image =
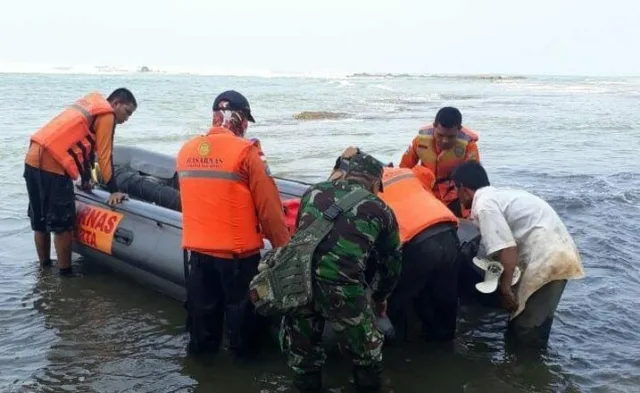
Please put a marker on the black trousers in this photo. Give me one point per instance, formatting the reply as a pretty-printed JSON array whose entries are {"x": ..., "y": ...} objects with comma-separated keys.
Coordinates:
[
  {"x": 218, "y": 288},
  {"x": 429, "y": 282}
]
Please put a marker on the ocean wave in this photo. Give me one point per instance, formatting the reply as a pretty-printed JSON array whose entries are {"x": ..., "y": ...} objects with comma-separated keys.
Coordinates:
[
  {"x": 488, "y": 77},
  {"x": 92, "y": 69},
  {"x": 320, "y": 115}
]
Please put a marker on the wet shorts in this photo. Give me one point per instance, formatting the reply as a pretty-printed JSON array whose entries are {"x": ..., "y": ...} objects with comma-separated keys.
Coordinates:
[{"x": 52, "y": 205}]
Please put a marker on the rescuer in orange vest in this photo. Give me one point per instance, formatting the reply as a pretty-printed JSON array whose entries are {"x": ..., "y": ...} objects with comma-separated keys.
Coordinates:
[
  {"x": 229, "y": 203},
  {"x": 442, "y": 146},
  {"x": 60, "y": 152},
  {"x": 428, "y": 232}
]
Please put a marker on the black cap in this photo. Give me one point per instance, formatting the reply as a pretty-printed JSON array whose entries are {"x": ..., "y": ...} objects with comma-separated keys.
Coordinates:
[{"x": 237, "y": 102}]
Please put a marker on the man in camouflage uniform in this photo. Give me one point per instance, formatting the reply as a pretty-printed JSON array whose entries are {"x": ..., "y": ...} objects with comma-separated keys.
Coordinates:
[{"x": 339, "y": 283}]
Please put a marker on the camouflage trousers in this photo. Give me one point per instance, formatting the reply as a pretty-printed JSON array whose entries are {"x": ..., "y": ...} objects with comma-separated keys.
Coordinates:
[{"x": 350, "y": 314}]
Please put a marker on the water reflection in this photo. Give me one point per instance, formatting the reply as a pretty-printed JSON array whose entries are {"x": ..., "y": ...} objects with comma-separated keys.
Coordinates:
[{"x": 110, "y": 334}]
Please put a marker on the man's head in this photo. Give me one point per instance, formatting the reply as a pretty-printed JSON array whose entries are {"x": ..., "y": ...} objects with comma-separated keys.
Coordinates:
[
  {"x": 231, "y": 110},
  {"x": 123, "y": 103},
  {"x": 446, "y": 126},
  {"x": 469, "y": 177},
  {"x": 367, "y": 171}
]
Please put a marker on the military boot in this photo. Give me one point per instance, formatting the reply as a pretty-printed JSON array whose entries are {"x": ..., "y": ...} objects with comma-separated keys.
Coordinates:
[
  {"x": 368, "y": 378},
  {"x": 309, "y": 382}
]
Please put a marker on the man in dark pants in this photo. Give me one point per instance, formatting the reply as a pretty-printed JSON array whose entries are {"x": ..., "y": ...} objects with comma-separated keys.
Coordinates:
[
  {"x": 428, "y": 282},
  {"x": 229, "y": 203},
  {"x": 519, "y": 229}
]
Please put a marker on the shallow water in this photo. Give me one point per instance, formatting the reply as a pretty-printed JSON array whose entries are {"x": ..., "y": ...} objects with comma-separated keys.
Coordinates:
[{"x": 572, "y": 141}]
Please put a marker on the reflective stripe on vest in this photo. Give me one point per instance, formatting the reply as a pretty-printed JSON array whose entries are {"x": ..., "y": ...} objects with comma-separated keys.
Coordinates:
[
  {"x": 397, "y": 178},
  {"x": 218, "y": 212},
  {"x": 69, "y": 138},
  {"x": 209, "y": 174},
  {"x": 415, "y": 208}
]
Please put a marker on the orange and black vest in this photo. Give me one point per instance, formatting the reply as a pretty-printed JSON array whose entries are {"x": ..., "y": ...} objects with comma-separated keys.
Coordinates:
[
  {"x": 415, "y": 208},
  {"x": 69, "y": 137},
  {"x": 443, "y": 163},
  {"x": 218, "y": 211}
]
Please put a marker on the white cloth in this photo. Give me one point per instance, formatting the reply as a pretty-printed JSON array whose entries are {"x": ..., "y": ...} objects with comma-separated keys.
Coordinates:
[{"x": 509, "y": 217}]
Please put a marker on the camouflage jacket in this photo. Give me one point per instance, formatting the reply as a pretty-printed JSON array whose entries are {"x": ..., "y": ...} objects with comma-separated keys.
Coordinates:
[{"x": 370, "y": 226}]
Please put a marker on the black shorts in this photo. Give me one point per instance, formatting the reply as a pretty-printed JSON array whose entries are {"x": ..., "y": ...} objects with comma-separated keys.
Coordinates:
[{"x": 52, "y": 205}]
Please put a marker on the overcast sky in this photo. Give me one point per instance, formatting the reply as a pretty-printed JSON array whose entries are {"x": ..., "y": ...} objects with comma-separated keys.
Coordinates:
[{"x": 448, "y": 36}]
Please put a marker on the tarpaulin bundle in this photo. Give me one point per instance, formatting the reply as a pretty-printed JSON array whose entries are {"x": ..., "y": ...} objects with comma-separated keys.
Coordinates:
[{"x": 147, "y": 188}]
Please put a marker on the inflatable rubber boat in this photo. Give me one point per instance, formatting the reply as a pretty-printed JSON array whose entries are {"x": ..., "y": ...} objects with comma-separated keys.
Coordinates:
[{"x": 141, "y": 237}]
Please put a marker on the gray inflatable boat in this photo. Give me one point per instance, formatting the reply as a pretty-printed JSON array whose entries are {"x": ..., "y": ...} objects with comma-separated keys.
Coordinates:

————

**To be done**: Update the entries from the line that contains "Please put a marker on the white" through the end of the entries, replacing "Coordinates" with "Locations" and leaving everything else unchanged.

**Exercise solution**:
Please put a marker on the white cloth in this photo. Give me one point per instance, formatting the reply as a pretty-printed JSON array whose entries are {"x": ..., "y": ...} objects with comma-separated keys.
Locations:
[{"x": 509, "y": 217}]
Please put a marker on the camouflage jacket in this photo. Give me one point per instance, formatting the reply as a pretty-printed JSON array whose entries are {"x": ..., "y": ...} objects with comma-separated keys.
Locations:
[{"x": 370, "y": 226}]
Please put a marker on the black shorts in this photo. Give me one point per instance, formatting the reply as a pretty-printed JSON array whose entries are {"x": ..., "y": ...} objects with comma-separated keys.
Locations:
[{"x": 52, "y": 205}]
Please put a marker on the overcast sky in this photo. Give me one point per instance, formatting the reply as a pretty-printed JSON array whose entries are {"x": ..., "y": ...} objects with comma-separated keys.
Locations:
[{"x": 448, "y": 36}]
Please put a marker on the tarpaulin bundle in this photo. Give me one point per instance, formatting the reply as a pretty-printed JSON array whose entries are {"x": ..., "y": ...} objects with comma-separated keys.
Locations:
[{"x": 147, "y": 188}]
Please put a marker on the inflatable rubber boat in this photo. Give me one point per instance, formatting the reply as a pretty-printed JSON array whose entries are {"x": ..., "y": ...} objects with comma-separated keys.
Locations:
[{"x": 141, "y": 237}]
Please put a marker on the gray inflatable boat in this photo. Give me one point per instance, formatting the reply as a pretty-printed JSON array whose entries are {"x": ..., "y": ...} objects with comma-separated keys.
Locations:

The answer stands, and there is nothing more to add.